**Exercise details:**
Nothing but the lines from the one containing "the green grass" through the last line should be written out, please, exactly as they stand.

# START OF Material to process

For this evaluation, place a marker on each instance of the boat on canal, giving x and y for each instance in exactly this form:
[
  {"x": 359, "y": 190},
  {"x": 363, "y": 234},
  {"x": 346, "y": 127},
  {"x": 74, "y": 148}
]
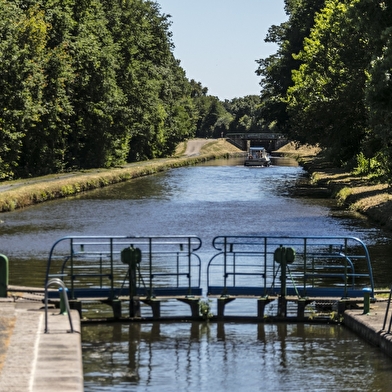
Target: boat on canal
[{"x": 257, "y": 156}]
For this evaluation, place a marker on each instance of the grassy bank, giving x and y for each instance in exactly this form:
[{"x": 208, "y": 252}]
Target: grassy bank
[
  {"x": 24, "y": 193},
  {"x": 353, "y": 192}
]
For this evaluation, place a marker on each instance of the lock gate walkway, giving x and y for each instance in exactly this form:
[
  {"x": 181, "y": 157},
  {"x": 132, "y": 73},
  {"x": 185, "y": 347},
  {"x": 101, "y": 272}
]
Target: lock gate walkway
[{"x": 149, "y": 270}]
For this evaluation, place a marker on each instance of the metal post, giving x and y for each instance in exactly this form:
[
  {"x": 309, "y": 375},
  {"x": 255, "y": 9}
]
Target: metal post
[{"x": 366, "y": 300}]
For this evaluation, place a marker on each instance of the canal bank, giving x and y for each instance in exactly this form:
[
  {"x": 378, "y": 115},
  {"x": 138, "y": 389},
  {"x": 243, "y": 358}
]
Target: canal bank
[
  {"x": 370, "y": 326},
  {"x": 32, "y": 360}
]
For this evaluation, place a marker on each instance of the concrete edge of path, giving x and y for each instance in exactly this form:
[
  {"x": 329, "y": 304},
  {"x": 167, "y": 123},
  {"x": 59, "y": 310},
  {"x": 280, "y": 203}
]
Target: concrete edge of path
[{"x": 38, "y": 361}]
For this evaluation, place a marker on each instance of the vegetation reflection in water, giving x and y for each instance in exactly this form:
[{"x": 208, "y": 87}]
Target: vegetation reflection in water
[{"x": 230, "y": 357}]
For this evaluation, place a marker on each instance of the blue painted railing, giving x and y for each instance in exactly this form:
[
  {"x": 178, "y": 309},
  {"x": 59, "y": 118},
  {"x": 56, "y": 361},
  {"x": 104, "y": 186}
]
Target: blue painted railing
[
  {"x": 91, "y": 266},
  {"x": 324, "y": 266}
]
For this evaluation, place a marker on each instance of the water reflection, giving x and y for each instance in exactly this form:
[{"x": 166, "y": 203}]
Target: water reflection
[{"x": 220, "y": 357}]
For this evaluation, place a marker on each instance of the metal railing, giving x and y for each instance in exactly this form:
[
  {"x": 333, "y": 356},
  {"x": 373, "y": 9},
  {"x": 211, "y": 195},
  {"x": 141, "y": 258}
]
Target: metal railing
[
  {"x": 93, "y": 264},
  {"x": 323, "y": 265},
  {"x": 64, "y": 298},
  {"x": 387, "y": 314}
]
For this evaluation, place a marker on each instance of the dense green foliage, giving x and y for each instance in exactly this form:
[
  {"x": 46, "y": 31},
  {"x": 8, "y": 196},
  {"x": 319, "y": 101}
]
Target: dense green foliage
[
  {"x": 329, "y": 82},
  {"x": 88, "y": 83},
  {"x": 94, "y": 83}
]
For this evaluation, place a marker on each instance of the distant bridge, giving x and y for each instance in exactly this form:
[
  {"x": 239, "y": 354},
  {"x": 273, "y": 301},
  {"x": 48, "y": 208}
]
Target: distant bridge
[{"x": 270, "y": 141}]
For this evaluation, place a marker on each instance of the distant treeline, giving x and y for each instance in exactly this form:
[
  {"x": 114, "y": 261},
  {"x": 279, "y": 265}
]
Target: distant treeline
[
  {"x": 94, "y": 83},
  {"x": 330, "y": 82}
]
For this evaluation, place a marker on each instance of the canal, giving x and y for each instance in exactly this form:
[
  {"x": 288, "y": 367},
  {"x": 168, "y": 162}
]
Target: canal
[{"x": 215, "y": 198}]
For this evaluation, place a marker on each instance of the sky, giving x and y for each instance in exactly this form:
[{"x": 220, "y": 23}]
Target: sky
[{"x": 219, "y": 41}]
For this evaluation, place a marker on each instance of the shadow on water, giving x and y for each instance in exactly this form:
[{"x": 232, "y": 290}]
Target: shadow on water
[{"x": 229, "y": 357}]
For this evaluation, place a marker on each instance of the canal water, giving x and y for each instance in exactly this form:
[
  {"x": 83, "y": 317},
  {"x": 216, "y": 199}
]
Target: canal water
[{"x": 216, "y": 198}]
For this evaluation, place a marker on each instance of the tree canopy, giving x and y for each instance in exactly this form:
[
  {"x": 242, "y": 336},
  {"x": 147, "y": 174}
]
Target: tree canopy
[{"x": 329, "y": 82}]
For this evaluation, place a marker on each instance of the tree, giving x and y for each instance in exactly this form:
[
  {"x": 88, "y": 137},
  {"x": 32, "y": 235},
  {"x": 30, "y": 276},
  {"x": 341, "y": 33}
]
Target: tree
[{"x": 326, "y": 102}]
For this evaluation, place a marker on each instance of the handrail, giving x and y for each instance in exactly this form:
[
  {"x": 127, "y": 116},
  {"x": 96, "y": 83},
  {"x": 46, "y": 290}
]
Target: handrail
[
  {"x": 60, "y": 283},
  {"x": 386, "y": 313},
  {"x": 317, "y": 258},
  {"x": 95, "y": 262}
]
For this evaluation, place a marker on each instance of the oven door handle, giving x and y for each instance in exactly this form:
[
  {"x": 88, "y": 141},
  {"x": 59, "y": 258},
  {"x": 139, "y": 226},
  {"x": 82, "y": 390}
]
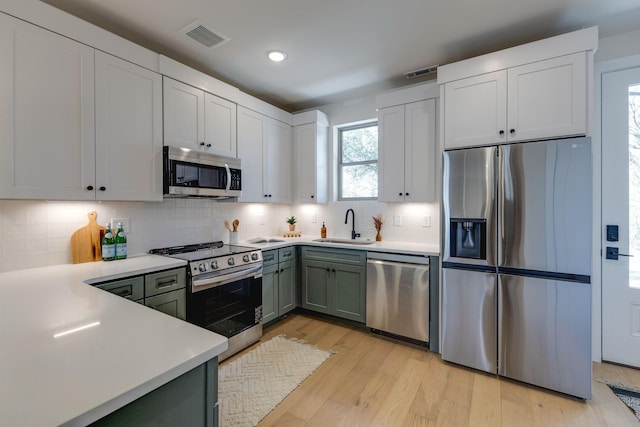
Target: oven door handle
[
  {"x": 226, "y": 166},
  {"x": 226, "y": 278}
]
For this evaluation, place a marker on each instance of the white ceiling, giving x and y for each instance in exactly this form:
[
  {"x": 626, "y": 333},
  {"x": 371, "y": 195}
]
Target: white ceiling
[{"x": 342, "y": 48}]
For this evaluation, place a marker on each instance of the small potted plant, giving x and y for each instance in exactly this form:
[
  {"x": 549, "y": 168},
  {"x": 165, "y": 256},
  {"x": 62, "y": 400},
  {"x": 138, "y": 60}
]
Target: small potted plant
[{"x": 292, "y": 223}]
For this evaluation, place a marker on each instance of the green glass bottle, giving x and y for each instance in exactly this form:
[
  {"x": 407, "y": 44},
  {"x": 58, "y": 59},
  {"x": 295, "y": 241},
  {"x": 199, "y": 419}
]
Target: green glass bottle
[
  {"x": 108, "y": 245},
  {"x": 121, "y": 243}
]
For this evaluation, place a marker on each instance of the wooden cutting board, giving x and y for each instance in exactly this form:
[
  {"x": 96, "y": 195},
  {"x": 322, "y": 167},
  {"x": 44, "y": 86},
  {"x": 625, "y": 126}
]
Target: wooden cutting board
[{"x": 86, "y": 242}]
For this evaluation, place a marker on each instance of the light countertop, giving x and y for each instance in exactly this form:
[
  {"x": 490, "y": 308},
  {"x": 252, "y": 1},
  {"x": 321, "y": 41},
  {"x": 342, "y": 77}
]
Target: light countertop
[
  {"x": 424, "y": 249},
  {"x": 127, "y": 351}
]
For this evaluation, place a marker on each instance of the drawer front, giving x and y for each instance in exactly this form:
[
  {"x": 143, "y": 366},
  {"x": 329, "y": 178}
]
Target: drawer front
[
  {"x": 131, "y": 288},
  {"x": 344, "y": 256},
  {"x": 269, "y": 257},
  {"x": 286, "y": 254},
  {"x": 172, "y": 303},
  {"x": 164, "y": 281}
]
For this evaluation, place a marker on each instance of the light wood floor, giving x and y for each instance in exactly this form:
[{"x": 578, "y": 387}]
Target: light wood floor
[{"x": 377, "y": 381}]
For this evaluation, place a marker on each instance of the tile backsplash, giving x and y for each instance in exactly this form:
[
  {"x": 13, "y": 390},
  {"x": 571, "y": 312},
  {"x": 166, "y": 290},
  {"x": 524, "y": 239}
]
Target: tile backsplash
[{"x": 38, "y": 233}]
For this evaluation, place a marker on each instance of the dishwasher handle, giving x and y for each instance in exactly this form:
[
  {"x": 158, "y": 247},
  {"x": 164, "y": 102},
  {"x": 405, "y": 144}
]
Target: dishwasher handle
[{"x": 398, "y": 258}]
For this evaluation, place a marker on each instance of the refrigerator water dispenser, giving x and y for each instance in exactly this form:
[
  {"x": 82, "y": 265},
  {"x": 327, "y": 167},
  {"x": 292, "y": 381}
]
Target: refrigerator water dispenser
[{"x": 468, "y": 237}]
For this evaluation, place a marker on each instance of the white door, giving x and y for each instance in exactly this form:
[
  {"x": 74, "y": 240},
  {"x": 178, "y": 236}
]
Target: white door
[{"x": 621, "y": 207}]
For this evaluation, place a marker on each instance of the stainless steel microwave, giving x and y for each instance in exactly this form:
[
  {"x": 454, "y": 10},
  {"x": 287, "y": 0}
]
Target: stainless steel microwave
[{"x": 192, "y": 173}]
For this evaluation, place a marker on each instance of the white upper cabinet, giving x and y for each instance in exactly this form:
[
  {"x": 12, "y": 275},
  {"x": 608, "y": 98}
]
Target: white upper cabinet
[
  {"x": 407, "y": 152},
  {"x": 545, "y": 99},
  {"x": 264, "y": 146},
  {"x": 47, "y": 125},
  {"x": 310, "y": 163},
  {"x": 475, "y": 110},
  {"x": 539, "y": 90},
  {"x": 198, "y": 120},
  {"x": 128, "y": 131}
]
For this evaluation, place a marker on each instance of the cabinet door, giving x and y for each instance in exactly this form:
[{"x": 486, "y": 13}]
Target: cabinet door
[
  {"x": 349, "y": 292},
  {"x": 548, "y": 98},
  {"x": 315, "y": 278},
  {"x": 183, "y": 115},
  {"x": 269, "y": 293},
  {"x": 310, "y": 163},
  {"x": 391, "y": 136},
  {"x": 220, "y": 126},
  {"x": 286, "y": 287},
  {"x": 128, "y": 131},
  {"x": 47, "y": 129},
  {"x": 252, "y": 134},
  {"x": 172, "y": 303},
  {"x": 277, "y": 166},
  {"x": 475, "y": 110},
  {"x": 420, "y": 151}
]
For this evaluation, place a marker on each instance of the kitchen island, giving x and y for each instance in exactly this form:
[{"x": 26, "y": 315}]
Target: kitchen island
[{"x": 71, "y": 353}]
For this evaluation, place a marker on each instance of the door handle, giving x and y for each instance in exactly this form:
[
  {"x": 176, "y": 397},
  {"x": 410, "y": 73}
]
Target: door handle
[{"x": 612, "y": 253}]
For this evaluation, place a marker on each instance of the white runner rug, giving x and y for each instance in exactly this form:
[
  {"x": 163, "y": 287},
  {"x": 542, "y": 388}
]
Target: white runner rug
[{"x": 252, "y": 385}]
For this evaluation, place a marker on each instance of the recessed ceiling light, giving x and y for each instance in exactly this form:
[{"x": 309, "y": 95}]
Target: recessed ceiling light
[{"x": 277, "y": 56}]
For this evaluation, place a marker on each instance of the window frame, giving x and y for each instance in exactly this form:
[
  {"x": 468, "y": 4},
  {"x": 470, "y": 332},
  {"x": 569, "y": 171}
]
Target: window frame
[{"x": 340, "y": 162}]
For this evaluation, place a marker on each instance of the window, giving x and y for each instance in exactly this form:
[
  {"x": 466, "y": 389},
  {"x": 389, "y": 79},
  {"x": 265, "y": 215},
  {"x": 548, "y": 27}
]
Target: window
[{"x": 358, "y": 162}]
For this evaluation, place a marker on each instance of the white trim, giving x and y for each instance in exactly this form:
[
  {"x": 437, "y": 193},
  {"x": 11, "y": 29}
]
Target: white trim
[{"x": 600, "y": 68}]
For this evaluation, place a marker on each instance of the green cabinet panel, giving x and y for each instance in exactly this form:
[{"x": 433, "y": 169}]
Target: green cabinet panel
[
  {"x": 164, "y": 281},
  {"x": 191, "y": 400},
  {"x": 350, "y": 292},
  {"x": 173, "y": 303},
  {"x": 333, "y": 281},
  {"x": 131, "y": 288},
  {"x": 279, "y": 287},
  {"x": 269, "y": 292}
]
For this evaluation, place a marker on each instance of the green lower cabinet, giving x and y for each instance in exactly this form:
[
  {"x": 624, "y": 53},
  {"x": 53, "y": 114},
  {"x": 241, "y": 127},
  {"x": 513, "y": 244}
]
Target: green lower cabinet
[
  {"x": 334, "y": 288},
  {"x": 173, "y": 303},
  {"x": 191, "y": 400},
  {"x": 278, "y": 283}
]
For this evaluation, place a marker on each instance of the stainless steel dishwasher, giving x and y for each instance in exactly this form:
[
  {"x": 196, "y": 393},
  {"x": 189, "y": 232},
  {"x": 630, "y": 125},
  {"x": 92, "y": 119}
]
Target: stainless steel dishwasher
[{"x": 398, "y": 295}]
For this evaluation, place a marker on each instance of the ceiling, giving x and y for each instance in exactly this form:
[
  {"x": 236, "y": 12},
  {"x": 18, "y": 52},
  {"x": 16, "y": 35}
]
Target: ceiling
[{"x": 341, "y": 49}]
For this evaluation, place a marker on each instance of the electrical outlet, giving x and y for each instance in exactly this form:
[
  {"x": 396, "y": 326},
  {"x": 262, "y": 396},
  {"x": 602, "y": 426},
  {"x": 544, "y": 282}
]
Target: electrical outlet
[{"x": 126, "y": 224}]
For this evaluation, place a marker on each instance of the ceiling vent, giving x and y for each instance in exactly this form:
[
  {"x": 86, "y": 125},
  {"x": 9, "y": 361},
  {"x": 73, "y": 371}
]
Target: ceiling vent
[
  {"x": 421, "y": 72},
  {"x": 204, "y": 35}
]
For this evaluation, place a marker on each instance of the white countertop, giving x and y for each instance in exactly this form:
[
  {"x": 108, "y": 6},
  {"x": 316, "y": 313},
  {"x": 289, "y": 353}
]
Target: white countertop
[
  {"x": 424, "y": 249},
  {"x": 78, "y": 378}
]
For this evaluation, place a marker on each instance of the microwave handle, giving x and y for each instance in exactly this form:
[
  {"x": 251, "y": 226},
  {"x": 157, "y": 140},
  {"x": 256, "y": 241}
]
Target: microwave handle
[{"x": 226, "y": 166}]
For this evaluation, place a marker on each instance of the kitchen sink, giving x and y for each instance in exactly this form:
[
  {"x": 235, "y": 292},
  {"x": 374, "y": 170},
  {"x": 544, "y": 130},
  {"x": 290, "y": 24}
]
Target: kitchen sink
[
  {"x": 265, "y": 240},
  {"x": 345, "y": 241}
]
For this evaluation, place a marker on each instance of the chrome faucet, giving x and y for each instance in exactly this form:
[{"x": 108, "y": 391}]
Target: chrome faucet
[{"x": 353, "y": 223}]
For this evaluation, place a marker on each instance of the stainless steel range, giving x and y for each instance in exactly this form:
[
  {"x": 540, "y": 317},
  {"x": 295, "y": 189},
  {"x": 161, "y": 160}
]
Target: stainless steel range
[{"x": 224, "y": 290}]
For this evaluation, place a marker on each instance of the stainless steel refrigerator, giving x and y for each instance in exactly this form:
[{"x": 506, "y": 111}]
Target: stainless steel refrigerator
[{"x": 517, "y": 262}]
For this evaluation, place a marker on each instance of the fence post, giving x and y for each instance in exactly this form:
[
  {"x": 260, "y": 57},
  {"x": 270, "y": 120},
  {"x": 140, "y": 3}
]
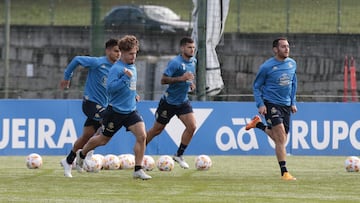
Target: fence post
[
  {"x": 353, "y": 80},
  {"x": 345, "y": 79}
]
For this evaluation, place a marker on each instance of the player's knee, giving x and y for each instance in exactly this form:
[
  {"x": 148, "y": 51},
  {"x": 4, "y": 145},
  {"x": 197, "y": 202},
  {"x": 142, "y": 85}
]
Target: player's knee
[{"x": 191, "y": 128}]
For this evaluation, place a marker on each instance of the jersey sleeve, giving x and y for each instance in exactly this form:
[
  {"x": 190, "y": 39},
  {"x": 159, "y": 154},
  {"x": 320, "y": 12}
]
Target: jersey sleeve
[
  {"x": 85, "y": 61},
  {"x": 170, "y": 69},
  {"x": 293, "y": 91},
  {"x": 258, "y": 84}
]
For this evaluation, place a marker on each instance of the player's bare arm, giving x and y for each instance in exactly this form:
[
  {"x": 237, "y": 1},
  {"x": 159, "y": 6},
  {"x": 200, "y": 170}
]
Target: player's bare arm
[{"x": 65, "y": 84}]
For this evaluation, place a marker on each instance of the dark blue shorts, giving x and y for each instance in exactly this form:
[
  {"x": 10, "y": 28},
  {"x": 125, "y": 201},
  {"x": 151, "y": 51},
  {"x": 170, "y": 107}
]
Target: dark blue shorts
[
  {"x": 113, "y": 121},
  {"x": 277, "y": 114},
  {"x": 166, "y": 111},
  {"x": 94, "y": 113}
]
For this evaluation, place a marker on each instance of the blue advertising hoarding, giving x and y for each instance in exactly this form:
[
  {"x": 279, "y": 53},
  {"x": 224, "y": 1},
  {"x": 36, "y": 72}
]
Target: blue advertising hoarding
[{"x": 50, "y": 127}]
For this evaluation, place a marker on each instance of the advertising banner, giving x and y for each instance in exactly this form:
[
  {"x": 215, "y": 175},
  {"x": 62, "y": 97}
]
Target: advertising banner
[{"x": 50, "y": 127}]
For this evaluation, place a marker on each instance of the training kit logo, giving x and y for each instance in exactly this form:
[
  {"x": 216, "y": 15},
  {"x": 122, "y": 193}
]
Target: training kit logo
[{"x": 175, "y": 127}]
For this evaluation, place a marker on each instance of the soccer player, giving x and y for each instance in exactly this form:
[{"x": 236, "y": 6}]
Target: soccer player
[
  {"x": 121, "y": 111},
  {"x": 95, "y": 98},
  {"x": 275, "y": 96},
  {"x": 179, "y": 75}
]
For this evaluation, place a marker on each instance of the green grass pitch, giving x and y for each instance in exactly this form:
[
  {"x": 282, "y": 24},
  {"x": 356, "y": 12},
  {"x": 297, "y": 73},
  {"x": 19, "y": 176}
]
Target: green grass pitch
[{"x": 231, "y": 179}]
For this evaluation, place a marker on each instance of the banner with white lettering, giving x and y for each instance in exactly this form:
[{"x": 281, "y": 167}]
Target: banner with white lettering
[{"x": 50, "y": 127}]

# END OF Material to process

**Written response:**
For this evaluation, place a marker on each instance of the green grass pitch, giving x and y for each instance in exactly this form:
[
  {"x": 282, "y": 24},
  {"x": 356, "y": 12},
  {"x": 297, "y": 73},
  {"x": 19, "y": 176}
]
Target: green grass pitch
[{"x": 231, "y": 179}]
For this evaluation, place a marker on each instance of the banner with white lettering, giving x and y for each instance in exactly this form:
[{"x": 281, "y": 167}]
Target: banner with white lettering
[{"x": 50, "y": 127}]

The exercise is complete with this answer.